## GIVEN INSTRUCTION
Locate each line in the rows below that contains the string "glass" and copy those lines out. Case matters when matching.

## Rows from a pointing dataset
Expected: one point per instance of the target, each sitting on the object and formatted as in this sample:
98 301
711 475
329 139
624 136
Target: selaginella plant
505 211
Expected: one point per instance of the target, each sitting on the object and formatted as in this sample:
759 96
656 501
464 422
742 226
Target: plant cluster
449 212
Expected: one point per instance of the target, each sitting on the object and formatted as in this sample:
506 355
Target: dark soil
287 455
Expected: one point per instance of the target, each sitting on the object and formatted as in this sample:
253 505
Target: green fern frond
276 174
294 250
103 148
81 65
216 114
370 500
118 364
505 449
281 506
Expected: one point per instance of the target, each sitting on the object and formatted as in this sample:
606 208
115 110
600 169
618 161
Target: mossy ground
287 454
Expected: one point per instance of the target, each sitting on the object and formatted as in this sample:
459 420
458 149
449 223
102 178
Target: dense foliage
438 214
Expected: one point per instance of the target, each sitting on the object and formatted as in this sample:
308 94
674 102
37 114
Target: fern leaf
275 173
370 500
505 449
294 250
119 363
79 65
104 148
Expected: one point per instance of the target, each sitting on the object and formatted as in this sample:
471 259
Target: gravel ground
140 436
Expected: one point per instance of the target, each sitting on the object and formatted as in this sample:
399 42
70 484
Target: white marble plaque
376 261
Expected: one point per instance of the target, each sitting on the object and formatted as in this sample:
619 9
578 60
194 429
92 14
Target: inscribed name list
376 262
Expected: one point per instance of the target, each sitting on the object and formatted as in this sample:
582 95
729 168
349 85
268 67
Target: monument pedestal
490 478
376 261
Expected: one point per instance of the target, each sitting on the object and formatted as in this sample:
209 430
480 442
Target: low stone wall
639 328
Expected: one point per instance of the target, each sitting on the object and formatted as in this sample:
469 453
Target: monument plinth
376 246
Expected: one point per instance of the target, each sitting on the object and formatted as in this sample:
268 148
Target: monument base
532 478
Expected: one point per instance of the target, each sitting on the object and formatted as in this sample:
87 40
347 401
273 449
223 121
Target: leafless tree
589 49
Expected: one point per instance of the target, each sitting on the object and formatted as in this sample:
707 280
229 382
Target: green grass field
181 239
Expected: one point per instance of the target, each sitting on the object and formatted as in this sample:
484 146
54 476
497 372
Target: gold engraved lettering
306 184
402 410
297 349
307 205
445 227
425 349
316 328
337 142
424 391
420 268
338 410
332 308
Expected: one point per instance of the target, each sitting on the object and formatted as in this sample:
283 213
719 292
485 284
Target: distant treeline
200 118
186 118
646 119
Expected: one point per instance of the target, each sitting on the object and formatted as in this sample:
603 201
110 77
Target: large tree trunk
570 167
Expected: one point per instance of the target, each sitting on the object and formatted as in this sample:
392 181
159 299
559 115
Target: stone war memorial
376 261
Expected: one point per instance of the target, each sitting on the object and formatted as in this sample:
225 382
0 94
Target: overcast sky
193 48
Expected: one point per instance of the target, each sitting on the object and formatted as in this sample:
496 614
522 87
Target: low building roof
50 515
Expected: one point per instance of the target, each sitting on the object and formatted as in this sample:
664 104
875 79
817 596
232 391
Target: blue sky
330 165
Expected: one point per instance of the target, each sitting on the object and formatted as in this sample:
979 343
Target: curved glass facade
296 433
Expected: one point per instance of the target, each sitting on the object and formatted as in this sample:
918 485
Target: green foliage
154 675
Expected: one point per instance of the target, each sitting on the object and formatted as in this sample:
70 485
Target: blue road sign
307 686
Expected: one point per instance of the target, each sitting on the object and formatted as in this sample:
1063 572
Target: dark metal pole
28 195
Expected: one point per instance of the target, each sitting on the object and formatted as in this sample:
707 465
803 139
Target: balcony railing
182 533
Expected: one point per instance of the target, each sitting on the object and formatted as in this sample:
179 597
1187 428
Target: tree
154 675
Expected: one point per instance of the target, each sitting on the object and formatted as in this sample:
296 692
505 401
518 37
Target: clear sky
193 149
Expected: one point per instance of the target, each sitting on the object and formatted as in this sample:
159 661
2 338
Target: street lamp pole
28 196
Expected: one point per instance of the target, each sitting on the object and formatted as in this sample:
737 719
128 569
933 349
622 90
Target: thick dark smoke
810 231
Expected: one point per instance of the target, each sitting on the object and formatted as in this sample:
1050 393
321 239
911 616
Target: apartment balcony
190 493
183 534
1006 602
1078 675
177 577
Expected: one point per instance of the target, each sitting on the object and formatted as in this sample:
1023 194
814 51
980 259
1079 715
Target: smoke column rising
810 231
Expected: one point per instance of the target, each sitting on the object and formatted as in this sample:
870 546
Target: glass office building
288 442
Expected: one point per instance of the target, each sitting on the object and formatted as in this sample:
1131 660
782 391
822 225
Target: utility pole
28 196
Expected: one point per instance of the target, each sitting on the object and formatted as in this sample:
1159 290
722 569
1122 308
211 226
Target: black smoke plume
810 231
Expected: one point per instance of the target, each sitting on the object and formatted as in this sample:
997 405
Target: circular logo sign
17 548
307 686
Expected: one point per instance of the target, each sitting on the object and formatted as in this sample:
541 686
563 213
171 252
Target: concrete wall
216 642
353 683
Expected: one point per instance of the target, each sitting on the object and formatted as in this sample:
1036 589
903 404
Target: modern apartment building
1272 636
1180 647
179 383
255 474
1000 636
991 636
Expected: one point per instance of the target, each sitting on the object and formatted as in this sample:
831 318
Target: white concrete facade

## SOLUTION TO THIS EXERCISE
Target: curved glass facade
Target: glass office building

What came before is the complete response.